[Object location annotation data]
◇ ◇ ◇ ◇ ◇

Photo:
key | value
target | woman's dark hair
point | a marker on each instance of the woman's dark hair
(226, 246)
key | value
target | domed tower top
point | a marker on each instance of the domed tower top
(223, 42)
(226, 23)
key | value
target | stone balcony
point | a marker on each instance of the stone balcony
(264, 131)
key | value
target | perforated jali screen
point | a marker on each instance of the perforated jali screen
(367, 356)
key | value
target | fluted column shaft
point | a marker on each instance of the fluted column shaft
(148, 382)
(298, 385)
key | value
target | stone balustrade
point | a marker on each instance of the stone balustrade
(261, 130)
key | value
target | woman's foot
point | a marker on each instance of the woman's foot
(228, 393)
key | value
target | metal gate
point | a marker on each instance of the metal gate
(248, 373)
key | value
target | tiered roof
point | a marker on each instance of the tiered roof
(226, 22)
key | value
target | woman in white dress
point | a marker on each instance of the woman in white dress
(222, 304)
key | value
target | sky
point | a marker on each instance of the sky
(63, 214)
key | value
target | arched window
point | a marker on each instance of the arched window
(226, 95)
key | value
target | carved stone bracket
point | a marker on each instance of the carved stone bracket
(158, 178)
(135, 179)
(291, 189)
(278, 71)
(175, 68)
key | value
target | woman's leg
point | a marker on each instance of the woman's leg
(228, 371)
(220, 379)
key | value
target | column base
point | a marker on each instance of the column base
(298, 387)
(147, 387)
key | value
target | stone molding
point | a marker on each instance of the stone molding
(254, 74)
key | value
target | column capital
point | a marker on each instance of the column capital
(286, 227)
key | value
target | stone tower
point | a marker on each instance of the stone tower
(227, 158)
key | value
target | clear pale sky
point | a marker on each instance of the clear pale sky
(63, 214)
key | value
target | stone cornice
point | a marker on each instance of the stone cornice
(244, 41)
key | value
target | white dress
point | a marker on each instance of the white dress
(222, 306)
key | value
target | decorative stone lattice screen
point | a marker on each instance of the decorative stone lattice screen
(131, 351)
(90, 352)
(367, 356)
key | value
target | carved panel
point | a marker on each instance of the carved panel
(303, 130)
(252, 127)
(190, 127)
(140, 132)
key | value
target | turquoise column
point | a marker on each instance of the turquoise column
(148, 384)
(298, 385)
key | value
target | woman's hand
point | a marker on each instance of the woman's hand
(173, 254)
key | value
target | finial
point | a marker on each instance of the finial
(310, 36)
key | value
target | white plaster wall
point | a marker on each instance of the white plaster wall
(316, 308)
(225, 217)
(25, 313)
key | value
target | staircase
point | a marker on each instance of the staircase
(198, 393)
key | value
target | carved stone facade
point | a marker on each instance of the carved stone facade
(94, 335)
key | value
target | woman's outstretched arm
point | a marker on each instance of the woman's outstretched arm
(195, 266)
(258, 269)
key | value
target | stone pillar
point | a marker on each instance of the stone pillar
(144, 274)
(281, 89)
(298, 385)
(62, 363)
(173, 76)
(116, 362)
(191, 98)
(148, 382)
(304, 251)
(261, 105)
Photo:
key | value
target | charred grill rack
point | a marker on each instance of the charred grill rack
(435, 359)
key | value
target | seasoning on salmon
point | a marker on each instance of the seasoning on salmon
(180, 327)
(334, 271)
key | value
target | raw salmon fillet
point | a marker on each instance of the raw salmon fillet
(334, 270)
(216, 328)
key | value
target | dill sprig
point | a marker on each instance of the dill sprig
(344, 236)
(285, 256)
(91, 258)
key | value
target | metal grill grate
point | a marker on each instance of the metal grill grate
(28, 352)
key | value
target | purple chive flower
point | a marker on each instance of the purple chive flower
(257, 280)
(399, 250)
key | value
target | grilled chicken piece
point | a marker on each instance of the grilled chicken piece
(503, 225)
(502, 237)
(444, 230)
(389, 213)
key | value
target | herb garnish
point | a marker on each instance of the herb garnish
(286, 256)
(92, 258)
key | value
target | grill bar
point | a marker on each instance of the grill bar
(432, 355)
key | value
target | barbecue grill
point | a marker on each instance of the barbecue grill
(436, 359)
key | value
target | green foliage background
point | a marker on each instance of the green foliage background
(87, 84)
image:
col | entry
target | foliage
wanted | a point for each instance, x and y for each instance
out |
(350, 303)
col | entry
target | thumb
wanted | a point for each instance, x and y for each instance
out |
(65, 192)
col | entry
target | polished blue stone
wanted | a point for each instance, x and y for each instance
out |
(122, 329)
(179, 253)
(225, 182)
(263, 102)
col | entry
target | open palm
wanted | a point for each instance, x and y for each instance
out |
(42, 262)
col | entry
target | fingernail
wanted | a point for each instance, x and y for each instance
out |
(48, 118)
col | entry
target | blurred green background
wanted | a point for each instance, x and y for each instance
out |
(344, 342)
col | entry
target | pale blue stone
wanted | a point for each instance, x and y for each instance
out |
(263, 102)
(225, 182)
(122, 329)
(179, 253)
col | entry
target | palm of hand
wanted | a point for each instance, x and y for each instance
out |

◇ ◇ ◇ ◇ ◇

Type out all of the material again, word for word.

OUTPUT FOR THIS EXERCISE –
Photo:
key | value
target | woman's dark hair
point | a marker on each instance of the woman's dark hair
(226, 246)
key | value
target | domed tower top
point | a marker on each instance of the domed tower top
(223, 42)
(226, 23)
key | value
target | stone balcony
point | a marker on each instance of the stone balcony
(264, 131)
key | value
target | perforated jali screen
point | a marker on each instance of the perforated jali screen
(367, 356)
key | value
target | fluted column shaft
point | a marker on each instance of the fluted column shaft
(148, 382)
(298, 385)
key | value
target | stone balustrade
point | a marker on each instance of the stone balustrade
(261, 130)
key | value
target | woman's foot
point | a marker on each instance of the woman's foot
(228, 393)
key | value
target | metal gate
point | a marker on each instance of the metal gate
(248, 373)
key | value
target | tiered roof
point | a marker on each instance of the tiered roof
(226, 22)
key | value
target | woman in white dress
point | a marker on each instance of the woman in white dress
(222, 304)
key | value
target | sky
point | a marker on each instance of the sky
(63, 214)
key | value
target | arched window
point | a marker on each instance of the arched window
(226, 95)
key | value
target | carved stone bracket
point | a marker on each instance of the carved stone bracket
(158, 178)
(135, 179)
(291, 189)
(278, 71)
(175, 68)
key | value
target | woman's leg
point | a marker on each instance of the woman's leg
(228, 371)
(220, 379)
key | value
target | column base
point | a marker on each instance of the column base
(298, 387)
(147, 387)
key | value
target | stone molding
point | a marker on each instance of the stone molding
(254, 74)
key | value
target | column capital
point | a marker on each instance of the column capital
(286, 227)
key | value
target | stone tower
point | a marker on each instance of the stone tower
(227, 158)
key | value
target | clear pale sky
point | a marker on each instance of the clear pale sky
(63, 214)
key | value
target | stone cornice
point | a marker on each instance of the stone cornice
(244, 41)
key | value
target | white dress
point | a marker on each instance of the white dress
(222, 306)
key | value
target | decorative stone lattice screen
point | a marker on each instance of the decorative stone lattice screen
(131, 351)
(90, 352)
(367, 356)
key | value
target | carved panel
point | a marker on each instance of the carved panel
(303, 130)
(252, 127)
(190, 127)
(140, 132)
key | value
target | turquoise column
point | a marker on each instance of the turquoise column
(148, 384)
(298, 385)
key | value
target | woman's hand
point | a marker on each instance of the woman's hand
(173, 254)
key | value
target | finial
point | a marker on each instance of the finial
(310, 36)
key | value
target | white plaster wall
point | a marker on each instance of the white plaster wall
(316, 308)
(225, 217)
(25, 313)
key | value
target | staircase
point | a marker on each instance of the staircase
(198, 393)
key | value
target | carved stone facade
point | a marker on each instance of the carved stone facade
(94, 335)
key | value
target | woman's outstretched arm
point | a marker on each instance of the woman's outstretched arm
(195, 266)
(258, 269)
key | value
target | stone pillar
point | a marker on each instance of the stone pillar
(144, 274)
(281, 89)
(298, 385)
(62, 363)
(173, 76)
(116, 362)
(191, 98)
(148, 382)
(304, 251)
(261, 105)
Photo:
key | value
target | charred grill rack
point | a marker on each instance of the charred grill rack
(435, 359)
key | value
target | seasoning on salmon
point | a marker on each instance of the seasoning on salmon
(180, 327)
(334, 271)
key | value
target | raw salmon fillet
point | a marker on each instance of the raw salmon fillet
(334, 270)
(216, 328)
key | value
target | dill sprig
point | a marker on each instance of the dill sprig
(344, 236)
(285, 256)
(91, 258)
key | value
target | metal grill grate
point | a marker on each instance of the metal grill grate
(28, 352)
key | value
target | purple chive flower
point | a marker on each instance of the purple chive flower
(257, 280)
(399, 250)
key | value
target | grilled chicken piece
point | a marker on each instance of the grilled chicken piece
(503, 225)
(502, 237)
(444, 230)
(389, 213)
key | value
target | herb garnish
point | a marker on each instance of the herb garnish
(286, 256)
(92, 258)
key | value
target | grill bar
point | a marker on each instance of the grill bar
(432, 355)
key | value
target | barbecue grill
point | a marker on each instance of the barbecue grill
(436, 359)
key | value
target | green foliage background
point | a marker on each instance of the green foliage background
(87, 84)
image:
col | entry
target | foliage
wanted | a point for each instance, x and y for each instance
out |
(350, 303)
col | entry
target | thumb
wanted | a point for each instance, x and y for each instance
out |
(65, 192)
col | entry
target | polished blue stone
wanted | a point for each instance, x and y for each instance
out |
(122, 329)
(179, 253)
(225, 182)
(263, 102)
col | entry
target | open palm
wanted | a point for each instance, x and y for each instance
out |
(42, 262)
col | entry
target | fingernail
wanted | a point for each instance, x and y for each instance
out |
(48, 118)
col | entry
target | blurred green background
wanted | a point for each instance, x and y for each instance
out |
(344, 342)
col | entry
target | pale blue stone
wanted | a point for each instance, x and y for each instance
out |
(263, 102)
(225, 182)
(122, 329)
(179, 253)
col | entry
target | palm of hand
wanted | a point for each instance, x and y for each instance
out |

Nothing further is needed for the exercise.